[Given request 1] Retype the lines in the records from the line that contains "bird's tail, imagine" up to and including the final line of the records.

===== Excerpted text =====

You're Never Going Back
by Coasting

Label
M'Lady Records
Rating

Review Date
22nd March, 2012
Reviewed by
Courtney Sanders

On album You’re Never Going Back American by way of New Zealand duo Coasting marry their various geographical influences into a thorough DIY debut.

Fiona Campbell (now the drummer in New-Cali-originators Vivian Girls) is originally from New Zealand, earning her stripes in cult post-punk band The Coolies (who should release something soon pretty please), while Madison Farmer hails from Memphis. The two met and wrote You’re Never Going Back in New York and all this geographical information is important because it’s easy to dismiss Coasting – interesting choice of name – as another Californ-I-A band; drenched in back-lit light and nostalgia - they do write girl-fronted D.I.Y pop ballads after all. But to group them with similarly titled bands with similar aesthetics and a similar fondness for cats would be to miss their punk shtick; an attitude and sound across their debut record that sets it apart from so many of its contemporaries.

There’s a couple of obvious stylistic cornerstones on You’re Never Going Back. The first is the purposeful minimalism of the instrumentation and recording. From opener ‘Starts and Stays’ the drums crash toward their surroundings like a jackhammer to concrete. No buffering present, every rattle and scrape is only further pronounced by the frequent silences; breaks in the tracks that are left purposefully – and one imagines, logistically – blank. That’s not to say the duo can’t fill a room – as the cacophonous climaxes in ‘Kids’ and ‘Same Old Same Old’ proves, all staccato drumming and wailing ‘Oohs and Aah’s’ – it’s that when they do they want you to really notice it, which, considering the jarring, stand-up-and-listen nature of the drumming, rings doubly true.

===== Given records =====

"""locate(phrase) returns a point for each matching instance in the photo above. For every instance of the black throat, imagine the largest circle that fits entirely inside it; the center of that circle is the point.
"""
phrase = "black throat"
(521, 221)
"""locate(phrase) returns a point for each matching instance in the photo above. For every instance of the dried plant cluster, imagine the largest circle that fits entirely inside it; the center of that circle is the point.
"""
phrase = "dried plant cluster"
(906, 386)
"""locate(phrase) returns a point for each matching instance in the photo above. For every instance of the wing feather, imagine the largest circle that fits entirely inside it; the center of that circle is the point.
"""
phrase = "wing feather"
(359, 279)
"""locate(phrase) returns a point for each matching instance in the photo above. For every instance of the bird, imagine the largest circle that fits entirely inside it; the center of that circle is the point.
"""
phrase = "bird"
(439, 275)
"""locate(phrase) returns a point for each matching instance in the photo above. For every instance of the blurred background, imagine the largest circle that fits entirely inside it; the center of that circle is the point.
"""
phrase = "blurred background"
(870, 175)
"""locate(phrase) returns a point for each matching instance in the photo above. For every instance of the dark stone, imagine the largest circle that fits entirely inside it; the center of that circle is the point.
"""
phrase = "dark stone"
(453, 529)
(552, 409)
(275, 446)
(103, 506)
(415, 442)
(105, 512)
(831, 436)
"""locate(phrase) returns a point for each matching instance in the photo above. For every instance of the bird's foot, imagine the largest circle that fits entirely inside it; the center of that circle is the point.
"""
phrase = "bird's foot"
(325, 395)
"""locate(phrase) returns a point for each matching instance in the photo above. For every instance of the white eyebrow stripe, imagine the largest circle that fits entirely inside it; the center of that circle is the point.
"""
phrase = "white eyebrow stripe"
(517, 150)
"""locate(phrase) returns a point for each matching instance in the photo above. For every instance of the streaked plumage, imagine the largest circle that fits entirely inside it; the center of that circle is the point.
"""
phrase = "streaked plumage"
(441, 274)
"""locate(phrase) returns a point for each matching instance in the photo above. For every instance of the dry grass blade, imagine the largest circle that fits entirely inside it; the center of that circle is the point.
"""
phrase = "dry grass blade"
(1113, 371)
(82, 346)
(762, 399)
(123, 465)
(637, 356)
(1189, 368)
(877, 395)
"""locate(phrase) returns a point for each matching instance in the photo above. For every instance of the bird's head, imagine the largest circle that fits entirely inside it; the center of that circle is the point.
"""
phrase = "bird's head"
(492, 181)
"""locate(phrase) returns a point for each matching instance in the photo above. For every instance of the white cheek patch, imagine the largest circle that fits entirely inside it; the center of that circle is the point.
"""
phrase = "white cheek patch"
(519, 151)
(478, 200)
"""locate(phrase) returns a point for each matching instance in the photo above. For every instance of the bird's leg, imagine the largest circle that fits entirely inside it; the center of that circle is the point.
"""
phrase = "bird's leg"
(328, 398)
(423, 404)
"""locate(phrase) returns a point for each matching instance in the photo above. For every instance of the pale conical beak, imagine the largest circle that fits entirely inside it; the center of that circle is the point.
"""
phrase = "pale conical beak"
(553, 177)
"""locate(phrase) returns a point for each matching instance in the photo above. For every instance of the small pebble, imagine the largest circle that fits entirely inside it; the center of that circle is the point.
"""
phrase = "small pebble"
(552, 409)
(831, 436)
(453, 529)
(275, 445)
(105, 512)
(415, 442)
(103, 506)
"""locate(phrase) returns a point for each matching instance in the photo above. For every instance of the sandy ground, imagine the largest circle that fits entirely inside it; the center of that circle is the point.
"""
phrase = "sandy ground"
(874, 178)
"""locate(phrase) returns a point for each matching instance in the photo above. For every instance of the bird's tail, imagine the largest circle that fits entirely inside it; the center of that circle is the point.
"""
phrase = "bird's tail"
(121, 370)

=====

[Given request 2] In the review, restate the passage from "You're Never Going" up to and including "thorough DIY debut.", substituting "pair" for "duo".

[Worked answer 1]
"""locate(phrase) returns a point for each matching instance in the photo above. For every instance of the bird's tail, imagine the largest circle that fits entirely inside it; the center of that circle is the point.
"""
phrase = "bird's tail"
(121, 370)

[Worked answer 2]
You're Never Going Back
by Coasting

Label
M'Lady Records
Rating

Review Date
22nd March, 2012
Reviewed by
Courtney Sanders

On album You’re Never Going Back American by way of New Zealand pair Coasting marry their various geographical influences into a thorough DIY debut.